WHAT THE TASK ASKS: Find the line that contains "the blue striped"; then retype it and each line after it, exactly, through the final line of the data below.

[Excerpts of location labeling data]

++++++++

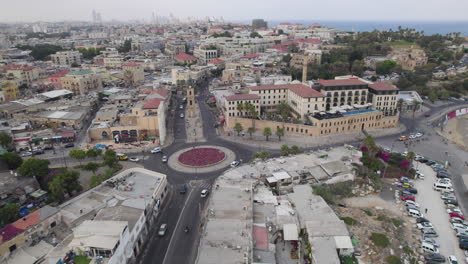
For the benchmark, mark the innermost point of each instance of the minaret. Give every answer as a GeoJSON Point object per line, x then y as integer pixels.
{"type": "Point", "coordinates": [304, 68]}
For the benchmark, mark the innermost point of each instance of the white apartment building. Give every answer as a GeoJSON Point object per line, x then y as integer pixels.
{"type": "Point", "coordinates": [232, 46]}
{"type": "Point", "coordinates": [206, 53]}
{"type": "Point", "coordinates": [66, 58]}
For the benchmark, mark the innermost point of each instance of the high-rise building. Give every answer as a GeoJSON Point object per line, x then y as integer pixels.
{"type": "Point", "coordinates": [258, 24]}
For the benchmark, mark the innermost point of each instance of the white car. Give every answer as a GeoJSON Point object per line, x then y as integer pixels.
{"type": "Point", "coordinates": [459, 227]}
{"type": "Point", "coordinates": [156, 150]}
{"type": "Point", "coordinates": [454, 210]}
{"type": "Point", "coordinates": [409, 202]}
{"type": "Point", "coordinates": [424, 225]}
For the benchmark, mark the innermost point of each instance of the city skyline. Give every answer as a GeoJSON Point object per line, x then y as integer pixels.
{"type": "Point", "coordinates": [336, 10]}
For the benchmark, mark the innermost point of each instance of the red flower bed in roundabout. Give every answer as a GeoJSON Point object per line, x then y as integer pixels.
{"type": "Point", "coordinates": [201, 157]}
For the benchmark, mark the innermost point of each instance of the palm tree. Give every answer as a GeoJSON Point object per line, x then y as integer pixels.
{"type": "Point", "coordinates": [415, 107]}
{"type": "Point", "coordinates": [280, 132]}
{"type": "Point", "coordinates": [251, 130]}
{"type": "Point", "coordinates": [267, 132]}
{"type": "Point", "coordinates": [238, 128]}
{"type": "Point", "coordinates": [240, 108]}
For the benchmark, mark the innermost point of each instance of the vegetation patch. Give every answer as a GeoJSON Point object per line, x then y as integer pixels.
{"type": "Point", "coordinates": [380, 240]}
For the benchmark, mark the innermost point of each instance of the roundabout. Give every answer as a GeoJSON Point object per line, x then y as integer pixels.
{"type": "Point", "coordinates": [201, 159]}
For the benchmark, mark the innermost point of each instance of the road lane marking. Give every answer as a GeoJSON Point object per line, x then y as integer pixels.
{"type": "Point", "coordinates": [177, 224]}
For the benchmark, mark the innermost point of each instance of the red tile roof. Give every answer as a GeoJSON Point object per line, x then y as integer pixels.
{"type": "Point", "coordinates": [382, 86]}
{"type": "Point", "coordinates": [9, 232]}
{"type": "Point", "coordinates": [216, 61]}
{"type": "Point", "coordinates": [184, 57]}
{"type": "Point", "coordinates": [59, 74]}
{"type": "Point", "coordinates": [239, 97]}
{"type": "Point", "coordinates": [131, 64]}
{"type": "Point", "coordinates": [152, 103]}
{"type": "Point", "coordinates": [251, 56]}
{"type": "Point", "coordinates": [345, 82]}
{"type": "Point", "coordinates": [28, 221]}
{"type": "Point", "coordinates": [300, 89]}
{"type": "Point", "coordinates": [305, 91]}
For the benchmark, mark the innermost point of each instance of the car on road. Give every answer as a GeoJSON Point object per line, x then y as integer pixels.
{"type": "Point", "coordinates": [26, 154]}
{"type": "Point", "coordinates": [430, 240]}
{"type": "Point", "coordinates": [162, 230]}
{"type": "Point", "coordinates": [452, 215]}
{"type": "Point", "coordinates": [122, 156]}
{"type": "Point", "coordinates": [429, 232]}
{"type": "Point", "coordinates": [424, 225]}
{"type": "Point", "coordinates": [405, 198]}
{"type": "Point", "coordinates": [183, 189]}
{"type": "Point", "coordinates": [434, 258]}
{"type": "Point", "coordinates": [421, 220]}
{"type": "Point", "coordinates": [452, 259]}
{"type": "Point", "coordinates": [459, 227]}
{"type": "Point", "coordinates": [155, 150]}
{"type": "Point", "coordinates": [454, 202]}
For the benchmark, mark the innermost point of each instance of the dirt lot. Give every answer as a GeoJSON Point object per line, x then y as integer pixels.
{"type": "Point", "coordinates": [383, 230]}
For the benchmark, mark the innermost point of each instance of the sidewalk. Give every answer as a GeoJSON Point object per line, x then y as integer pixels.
{"type": "Point", "coordinates": [258, 140]}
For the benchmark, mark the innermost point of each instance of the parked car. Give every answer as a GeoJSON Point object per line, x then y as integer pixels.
{"type": "Point", "coordinates": [424, 225]}
{"type": "Point", "coordinates": [162, 230]}
{"type": "Point", "coordinates": [430, 240]}
{"type": "Point", "coordinates": [454, 202]}
{"type": "Point", "coordinates": [434, 257]}
{"type": "Point", "coordinates": [155, 150]}
{"type": "Point", "coordinates": [452, 215]}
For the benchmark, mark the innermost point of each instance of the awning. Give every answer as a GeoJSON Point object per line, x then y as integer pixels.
{"type": "Point", "coordinates": [290, 232]}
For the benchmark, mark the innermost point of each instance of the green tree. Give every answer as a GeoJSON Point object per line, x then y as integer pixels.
{"type": "Point", "coordinates": [294, 150]}
{"type": "Point", "coordinates": [8, 214]}
{"type": "Point", "coordinates": [251, 130]}
{"type": "Point", "coordinates": [13, 160]}
{"type": "Point", "coordinates": [93, 153]}
{"type": "Point", "coordinates": [238, 128]}
{"type": "Point", "coordinates": [255, 35]}
{"type": "Point", "coordinates": [110, 158]}
{"type": "Point", "coordinates": [267, 132]}
{"type": "Point", "coordinates": [34, 167]}
{"type": "Point", "coordinates": [56, 190]}
{"type": "Point", "coordinates": [5, 140]}
{"type": "Point", "coordinates": [279, 132]}
{"type": "Point", "coordinates": [284, 150]}
{"type": "Point", "coordinates": [78, 154]}
{"type": "Point", "coordinates": [91, 166]}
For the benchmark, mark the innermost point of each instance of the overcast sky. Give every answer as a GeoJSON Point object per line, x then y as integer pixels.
{"type": "Point", "coordinates": [391, 10]}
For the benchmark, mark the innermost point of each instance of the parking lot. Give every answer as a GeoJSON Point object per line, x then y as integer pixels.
{"type": "Point", "coordinates": [429, 198]}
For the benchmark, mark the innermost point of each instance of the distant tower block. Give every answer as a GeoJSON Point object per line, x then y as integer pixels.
{"type": "Point", "coordinates": [191, 100]}
{"type": "Point", "coordinates": [304, 68]}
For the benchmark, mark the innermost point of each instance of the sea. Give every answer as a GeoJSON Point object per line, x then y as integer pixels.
{"type": "Point", "coordinates": [429, 27]}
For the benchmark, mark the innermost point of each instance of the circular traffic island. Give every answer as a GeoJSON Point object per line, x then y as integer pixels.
{"type": "Point", "coordinates": [201, 159]}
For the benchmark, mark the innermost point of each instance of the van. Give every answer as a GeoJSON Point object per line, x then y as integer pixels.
{"type": "Point", "coordinates": [445, 187]}
{"type": "Point", "coordinates": [429, 248]}
{"type": "Point", "coordinates": [414, 213]}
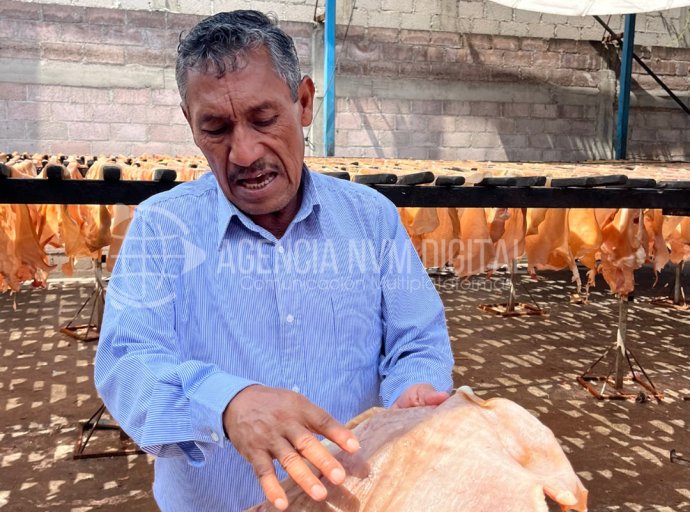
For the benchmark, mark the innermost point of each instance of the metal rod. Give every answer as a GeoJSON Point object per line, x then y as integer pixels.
{"type": "Point", "coordinates": [621, 148]}
{"type": "Point", "coordinates": [513, 277]}
{"type": "Point", "coordinates": [677, 287]}
{"type": "Point", "coordinates": [620, 341]}
{"type": "Point", "coordinates": [648, 70]}
{"type": "Point", "coordinates": [329, 79]}
{"type": "Point", "coordinates": [36, 191]}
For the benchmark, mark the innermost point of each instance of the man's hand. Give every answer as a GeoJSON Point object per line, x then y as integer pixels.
{"type": "Point", "coordinates": [270, 423]}
{"type": "Point", "coordinates": [420, 394]}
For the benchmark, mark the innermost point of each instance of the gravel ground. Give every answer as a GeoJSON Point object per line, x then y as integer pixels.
{"type": "Point", "coordinates": [620, 449]}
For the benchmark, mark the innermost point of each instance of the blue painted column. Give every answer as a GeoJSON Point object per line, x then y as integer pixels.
{"type": "Point", "coordinates": [621, 146]}
{"type": "Point", "coordinates": [329, 80]}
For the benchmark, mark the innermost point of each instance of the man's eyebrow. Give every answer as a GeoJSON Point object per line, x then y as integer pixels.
{"type": "Point", "coordinates": [262, 107]}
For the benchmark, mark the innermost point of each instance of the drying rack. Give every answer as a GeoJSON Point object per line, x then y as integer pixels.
{"type": "Point", "coordinates": [421, 189]}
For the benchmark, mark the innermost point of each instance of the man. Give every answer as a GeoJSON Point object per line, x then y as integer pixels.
{"type": "Point", "coordinates": [261, 305]}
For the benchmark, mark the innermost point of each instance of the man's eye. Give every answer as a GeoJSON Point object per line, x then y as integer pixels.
{"type": "Point", "coordinates": [263, 123]}
{"type": "Point", "coordinates": [217, 131]}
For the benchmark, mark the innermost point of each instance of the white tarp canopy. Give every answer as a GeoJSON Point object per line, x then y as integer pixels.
{"type": "Point", "coordinates": [592, 7]}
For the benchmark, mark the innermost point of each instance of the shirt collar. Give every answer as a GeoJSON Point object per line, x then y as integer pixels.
{"type": "Point", "coordinates": [226, 210]}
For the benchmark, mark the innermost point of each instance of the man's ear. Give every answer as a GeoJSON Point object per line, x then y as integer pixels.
{"type": "Point", "coordinates": [305, 97]}
{"type": "Point", "coordinates": [186, 114]}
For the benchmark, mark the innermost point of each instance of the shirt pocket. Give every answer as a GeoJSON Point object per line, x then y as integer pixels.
{"type": "Point", "coordinates": [357, 324]}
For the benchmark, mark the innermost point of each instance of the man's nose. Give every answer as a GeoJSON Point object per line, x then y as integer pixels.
{"type": "Point", "coordinates": [245, 147]}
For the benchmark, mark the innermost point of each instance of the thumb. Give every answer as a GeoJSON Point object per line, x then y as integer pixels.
{"type": "Point", "coordinates": [433, 397]}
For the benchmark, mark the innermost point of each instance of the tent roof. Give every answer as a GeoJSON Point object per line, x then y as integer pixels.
{"type": "Point", "coordinates": [592, 7]}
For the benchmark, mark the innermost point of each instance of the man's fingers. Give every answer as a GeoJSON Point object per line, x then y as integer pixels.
{"type": "Point", "coordinates": [419, 395]}
{"type": "Point", "coordinates": [323, 423]}
{"type": "Point", "coordinates": [300, 472]}
{"type": "Point", "coordinates": [317, 454]}
{"type": "Point", "coordinates": [434, 398]}
{"type": "Point", "coordinates": [265, 473]}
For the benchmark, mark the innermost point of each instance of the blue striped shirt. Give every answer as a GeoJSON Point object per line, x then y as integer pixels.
{"type": "Point", "coordinates": [203, 302]}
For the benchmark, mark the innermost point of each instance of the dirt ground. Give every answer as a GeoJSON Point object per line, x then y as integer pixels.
{"type": "Point", "coordinates": [620, 449]}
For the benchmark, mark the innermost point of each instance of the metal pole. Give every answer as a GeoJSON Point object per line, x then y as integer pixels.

++++++++

FINISHED ANSWER:
For the benchmark, mark the innermost point of each instance of the blue striped shirt. Give every answer as a GeoJSON Point object per line, x then y as integer pixels.
{"type": "Point", "coordinates": [203, 302]}
For the benchmark, mark the innermost point of each instance of the dirt ground. Give every answer as a GeoJSON Point object per line, x then y as integer pixels.
{"type": "Point", "coordinates": [620, 449]}
For the benchmark, mark the innermost point of each instance of the metal pole. Give every answer as a GeoJSON Point object per line, x then y as integer pixels.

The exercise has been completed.